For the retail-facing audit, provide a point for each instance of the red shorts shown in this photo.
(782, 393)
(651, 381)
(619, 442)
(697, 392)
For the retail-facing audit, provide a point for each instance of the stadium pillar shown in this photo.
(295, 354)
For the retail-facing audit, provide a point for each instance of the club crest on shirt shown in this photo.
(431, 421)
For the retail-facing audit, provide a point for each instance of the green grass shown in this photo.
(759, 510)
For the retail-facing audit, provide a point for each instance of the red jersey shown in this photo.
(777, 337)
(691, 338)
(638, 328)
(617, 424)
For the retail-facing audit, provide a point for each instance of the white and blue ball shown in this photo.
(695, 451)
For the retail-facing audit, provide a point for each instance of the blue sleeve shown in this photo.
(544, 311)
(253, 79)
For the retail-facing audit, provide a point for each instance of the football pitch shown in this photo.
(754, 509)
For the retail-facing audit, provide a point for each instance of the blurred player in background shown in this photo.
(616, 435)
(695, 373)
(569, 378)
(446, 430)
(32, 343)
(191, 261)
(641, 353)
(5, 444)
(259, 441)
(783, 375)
----------
• **Work task**:
Down to the last line, repeat the data exactly.

• **Solution**:
For the retail-facing audit, provide a point for each instance of the red shorts shown in this photo.
(782, 393)
(651, 381)
(619, 442)
(697, 392)
For the retail-facing audit, provide a point for each instance of the stadium pillar shown in this photo.
(295, 354)
For the retail-facing audit, provide a point for each instance of the club crest on shirt shown in this photo.
(431, 421)
For the retail-facing audit, provide a point for each instance of the green grass shown in this photo.
(759, 510)
For the retail-facing audit, provide a point for each instance of the red jersey shown in this photo.
(777, 337)
(691, 338)
(638, 328)
(617, 424)
For the retail-facing audit, provide a point for each instance of the white and blue ball shown in this photo.
(695, 451)
For the retail-facing audit, provide a point for each instance of the blue sleeve shown in this photo.
(544, 311)
(253, 79)
For the retail-facing audit, provide a point for each instance of the football pitch shown in this photo.
(754, 509)
For the retail-facing audit, provide a point for each instance of the blurred player in background shown in this photo.
(616, 435)
(695, 373)
(569, 378)
(446, 430)
(32, 343)
(191, 261)
(641, 353)
(5, 444)
(259, 441)
(783, 375)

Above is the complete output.